**THE PROBLEM**
Rewrite the rows below, from the first one through the line containing "<point>197,86</point>", including the requests, and raise every coordinate in the answers by 121.

**THE DATA**

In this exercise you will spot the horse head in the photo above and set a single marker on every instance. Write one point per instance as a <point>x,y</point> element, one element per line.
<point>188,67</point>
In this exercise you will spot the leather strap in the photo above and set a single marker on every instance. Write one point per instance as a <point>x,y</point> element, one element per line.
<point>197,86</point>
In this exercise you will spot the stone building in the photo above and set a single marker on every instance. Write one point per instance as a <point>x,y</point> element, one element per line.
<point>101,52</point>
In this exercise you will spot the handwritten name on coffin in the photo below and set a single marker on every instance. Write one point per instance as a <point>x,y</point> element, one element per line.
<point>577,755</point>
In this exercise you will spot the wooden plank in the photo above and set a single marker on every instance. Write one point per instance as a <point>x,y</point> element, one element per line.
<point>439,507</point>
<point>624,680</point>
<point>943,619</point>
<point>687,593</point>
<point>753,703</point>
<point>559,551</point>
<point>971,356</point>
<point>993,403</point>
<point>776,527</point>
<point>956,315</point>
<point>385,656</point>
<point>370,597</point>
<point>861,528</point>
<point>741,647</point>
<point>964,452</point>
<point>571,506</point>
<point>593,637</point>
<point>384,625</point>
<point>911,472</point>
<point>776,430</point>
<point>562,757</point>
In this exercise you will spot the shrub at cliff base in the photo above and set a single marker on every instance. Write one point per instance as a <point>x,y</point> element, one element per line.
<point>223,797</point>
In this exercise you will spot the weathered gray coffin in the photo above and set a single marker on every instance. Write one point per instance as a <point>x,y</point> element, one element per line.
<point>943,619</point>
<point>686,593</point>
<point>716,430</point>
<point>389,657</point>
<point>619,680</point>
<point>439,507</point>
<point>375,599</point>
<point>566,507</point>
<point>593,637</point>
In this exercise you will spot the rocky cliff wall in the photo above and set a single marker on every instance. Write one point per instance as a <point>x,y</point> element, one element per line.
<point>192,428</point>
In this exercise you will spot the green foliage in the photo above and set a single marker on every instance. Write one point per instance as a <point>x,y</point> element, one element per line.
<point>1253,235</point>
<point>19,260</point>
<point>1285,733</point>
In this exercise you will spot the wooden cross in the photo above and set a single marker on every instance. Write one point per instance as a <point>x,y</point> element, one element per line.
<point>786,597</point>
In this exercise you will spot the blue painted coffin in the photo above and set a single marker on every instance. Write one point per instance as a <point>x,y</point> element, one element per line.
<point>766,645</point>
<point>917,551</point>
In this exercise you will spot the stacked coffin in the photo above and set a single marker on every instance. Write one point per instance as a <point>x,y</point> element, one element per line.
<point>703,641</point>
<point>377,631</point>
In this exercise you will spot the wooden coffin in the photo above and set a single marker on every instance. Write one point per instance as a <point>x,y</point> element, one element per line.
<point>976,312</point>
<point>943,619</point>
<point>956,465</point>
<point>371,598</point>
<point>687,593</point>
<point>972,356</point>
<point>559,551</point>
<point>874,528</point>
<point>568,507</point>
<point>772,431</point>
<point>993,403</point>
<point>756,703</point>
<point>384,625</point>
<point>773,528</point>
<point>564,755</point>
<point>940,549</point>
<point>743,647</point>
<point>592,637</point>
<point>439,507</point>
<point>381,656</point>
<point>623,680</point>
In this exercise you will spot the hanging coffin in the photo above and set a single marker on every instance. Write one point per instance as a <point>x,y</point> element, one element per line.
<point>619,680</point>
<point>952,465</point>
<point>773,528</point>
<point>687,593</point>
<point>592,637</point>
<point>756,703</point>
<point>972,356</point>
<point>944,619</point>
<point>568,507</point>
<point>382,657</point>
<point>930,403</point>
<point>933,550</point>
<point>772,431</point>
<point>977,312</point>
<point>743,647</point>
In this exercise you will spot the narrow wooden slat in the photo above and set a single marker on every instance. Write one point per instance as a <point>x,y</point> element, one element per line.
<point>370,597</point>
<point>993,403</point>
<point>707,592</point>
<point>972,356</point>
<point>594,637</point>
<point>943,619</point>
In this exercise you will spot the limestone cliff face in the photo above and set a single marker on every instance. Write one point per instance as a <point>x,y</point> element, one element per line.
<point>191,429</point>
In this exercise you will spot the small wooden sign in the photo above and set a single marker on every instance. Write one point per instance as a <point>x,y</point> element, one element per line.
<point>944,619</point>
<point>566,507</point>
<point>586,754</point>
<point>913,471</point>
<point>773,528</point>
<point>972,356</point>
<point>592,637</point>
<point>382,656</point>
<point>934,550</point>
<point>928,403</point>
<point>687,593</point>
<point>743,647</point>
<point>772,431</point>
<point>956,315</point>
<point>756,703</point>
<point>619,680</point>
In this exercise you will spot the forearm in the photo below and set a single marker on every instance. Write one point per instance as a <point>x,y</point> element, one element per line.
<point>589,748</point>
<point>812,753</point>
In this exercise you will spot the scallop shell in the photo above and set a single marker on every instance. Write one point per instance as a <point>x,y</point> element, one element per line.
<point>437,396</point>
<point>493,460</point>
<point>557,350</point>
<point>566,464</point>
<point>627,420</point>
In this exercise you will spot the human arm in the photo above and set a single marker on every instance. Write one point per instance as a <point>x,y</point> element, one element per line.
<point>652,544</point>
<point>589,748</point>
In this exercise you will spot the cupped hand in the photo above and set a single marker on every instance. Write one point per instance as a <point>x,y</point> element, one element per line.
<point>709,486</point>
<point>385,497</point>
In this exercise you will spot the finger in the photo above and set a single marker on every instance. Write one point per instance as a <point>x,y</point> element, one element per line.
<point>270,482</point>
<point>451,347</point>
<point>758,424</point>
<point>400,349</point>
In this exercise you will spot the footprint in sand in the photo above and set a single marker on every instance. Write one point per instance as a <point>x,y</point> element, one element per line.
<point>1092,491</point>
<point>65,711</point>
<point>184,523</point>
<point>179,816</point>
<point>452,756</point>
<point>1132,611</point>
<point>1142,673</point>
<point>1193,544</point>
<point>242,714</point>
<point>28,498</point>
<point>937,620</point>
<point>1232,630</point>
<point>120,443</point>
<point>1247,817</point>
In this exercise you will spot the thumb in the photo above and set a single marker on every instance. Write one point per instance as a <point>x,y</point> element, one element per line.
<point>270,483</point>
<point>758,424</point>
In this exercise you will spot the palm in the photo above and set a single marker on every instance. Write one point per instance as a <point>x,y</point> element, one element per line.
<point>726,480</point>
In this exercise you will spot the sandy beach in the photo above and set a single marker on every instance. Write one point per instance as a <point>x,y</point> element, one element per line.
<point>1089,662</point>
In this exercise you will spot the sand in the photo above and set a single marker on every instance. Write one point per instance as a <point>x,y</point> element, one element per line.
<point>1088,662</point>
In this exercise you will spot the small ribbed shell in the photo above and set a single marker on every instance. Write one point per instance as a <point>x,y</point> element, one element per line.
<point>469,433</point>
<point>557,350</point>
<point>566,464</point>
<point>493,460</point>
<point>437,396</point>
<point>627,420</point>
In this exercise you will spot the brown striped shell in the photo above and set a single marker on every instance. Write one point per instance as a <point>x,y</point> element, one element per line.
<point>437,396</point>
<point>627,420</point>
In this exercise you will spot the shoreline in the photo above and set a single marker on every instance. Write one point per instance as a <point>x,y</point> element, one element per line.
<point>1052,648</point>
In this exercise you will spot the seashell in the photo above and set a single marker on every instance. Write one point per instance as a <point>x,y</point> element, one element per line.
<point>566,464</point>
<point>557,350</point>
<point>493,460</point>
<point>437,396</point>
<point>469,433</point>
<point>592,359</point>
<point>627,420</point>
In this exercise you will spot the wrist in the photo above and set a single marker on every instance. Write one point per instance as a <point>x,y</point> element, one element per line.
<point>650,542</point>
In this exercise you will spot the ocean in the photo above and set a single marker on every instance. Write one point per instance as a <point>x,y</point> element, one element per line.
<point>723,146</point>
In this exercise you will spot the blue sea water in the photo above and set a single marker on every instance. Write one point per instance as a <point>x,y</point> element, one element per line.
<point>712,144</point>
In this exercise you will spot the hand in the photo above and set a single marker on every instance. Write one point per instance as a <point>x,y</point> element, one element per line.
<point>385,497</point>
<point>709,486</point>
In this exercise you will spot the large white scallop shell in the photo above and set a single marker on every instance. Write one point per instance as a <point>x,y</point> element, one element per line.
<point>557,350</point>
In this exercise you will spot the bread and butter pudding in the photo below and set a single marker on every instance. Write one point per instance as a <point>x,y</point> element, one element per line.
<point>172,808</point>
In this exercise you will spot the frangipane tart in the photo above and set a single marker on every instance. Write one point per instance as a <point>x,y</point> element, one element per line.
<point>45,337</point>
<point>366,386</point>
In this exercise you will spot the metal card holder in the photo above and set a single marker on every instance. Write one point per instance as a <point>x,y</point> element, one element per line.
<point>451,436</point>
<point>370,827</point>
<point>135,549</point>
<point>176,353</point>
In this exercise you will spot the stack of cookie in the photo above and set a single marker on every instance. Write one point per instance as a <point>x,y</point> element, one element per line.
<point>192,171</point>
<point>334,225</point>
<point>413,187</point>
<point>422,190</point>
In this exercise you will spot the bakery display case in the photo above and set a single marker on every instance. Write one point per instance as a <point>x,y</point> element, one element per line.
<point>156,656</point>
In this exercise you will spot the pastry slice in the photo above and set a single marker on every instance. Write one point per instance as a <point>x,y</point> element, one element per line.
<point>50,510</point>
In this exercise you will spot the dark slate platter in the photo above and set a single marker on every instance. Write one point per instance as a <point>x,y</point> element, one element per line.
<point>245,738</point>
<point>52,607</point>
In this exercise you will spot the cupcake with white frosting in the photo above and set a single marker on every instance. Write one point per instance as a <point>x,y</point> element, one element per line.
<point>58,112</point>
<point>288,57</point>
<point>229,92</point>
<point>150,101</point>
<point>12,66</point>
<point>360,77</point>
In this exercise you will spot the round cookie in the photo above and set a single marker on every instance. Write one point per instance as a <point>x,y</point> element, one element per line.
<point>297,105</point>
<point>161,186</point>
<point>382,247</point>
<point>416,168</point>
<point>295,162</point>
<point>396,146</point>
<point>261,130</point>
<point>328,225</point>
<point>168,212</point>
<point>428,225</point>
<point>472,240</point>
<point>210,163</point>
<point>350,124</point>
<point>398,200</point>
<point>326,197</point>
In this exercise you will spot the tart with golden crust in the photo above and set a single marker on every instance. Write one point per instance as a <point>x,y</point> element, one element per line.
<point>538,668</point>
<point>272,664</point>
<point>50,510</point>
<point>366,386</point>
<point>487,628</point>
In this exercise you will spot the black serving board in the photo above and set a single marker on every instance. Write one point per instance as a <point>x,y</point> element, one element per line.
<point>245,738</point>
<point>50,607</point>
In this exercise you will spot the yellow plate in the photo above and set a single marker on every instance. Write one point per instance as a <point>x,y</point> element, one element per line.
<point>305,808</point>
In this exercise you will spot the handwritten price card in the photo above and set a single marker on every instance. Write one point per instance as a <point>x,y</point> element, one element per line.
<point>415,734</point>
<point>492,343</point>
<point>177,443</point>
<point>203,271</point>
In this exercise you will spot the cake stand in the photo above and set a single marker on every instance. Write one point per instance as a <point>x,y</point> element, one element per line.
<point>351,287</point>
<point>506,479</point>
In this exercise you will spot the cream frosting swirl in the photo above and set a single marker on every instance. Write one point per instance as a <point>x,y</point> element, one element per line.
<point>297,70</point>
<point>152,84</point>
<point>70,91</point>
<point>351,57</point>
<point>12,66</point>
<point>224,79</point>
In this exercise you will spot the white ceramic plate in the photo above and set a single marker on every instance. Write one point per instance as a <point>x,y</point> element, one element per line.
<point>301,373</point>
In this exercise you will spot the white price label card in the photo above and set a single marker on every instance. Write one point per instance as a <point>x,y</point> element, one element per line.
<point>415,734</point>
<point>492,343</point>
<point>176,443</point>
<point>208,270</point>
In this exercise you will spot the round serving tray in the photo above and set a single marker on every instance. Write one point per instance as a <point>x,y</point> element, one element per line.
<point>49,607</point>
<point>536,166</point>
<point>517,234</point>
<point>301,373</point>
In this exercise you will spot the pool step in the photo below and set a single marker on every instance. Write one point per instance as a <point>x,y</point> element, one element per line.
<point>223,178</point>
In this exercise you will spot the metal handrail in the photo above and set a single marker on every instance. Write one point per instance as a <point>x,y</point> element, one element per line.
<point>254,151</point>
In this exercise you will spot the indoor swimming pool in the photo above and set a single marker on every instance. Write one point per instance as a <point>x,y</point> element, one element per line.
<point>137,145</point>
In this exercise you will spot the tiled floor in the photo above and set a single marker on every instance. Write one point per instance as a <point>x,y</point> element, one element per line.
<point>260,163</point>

**SOLVED EXERCISE**
In this exercise you will spot the horse head in the photo above and set a single marker on every instance. Write one point per instance as a <point>x,y</point> element, one element per line.
<point>309,188</point>
In this exercise you will spot the leather strap in the photo above and set a single marker on every instance. Write one point per instance as a <point>x,y</point> element, one element per line.
<point>318,207</point>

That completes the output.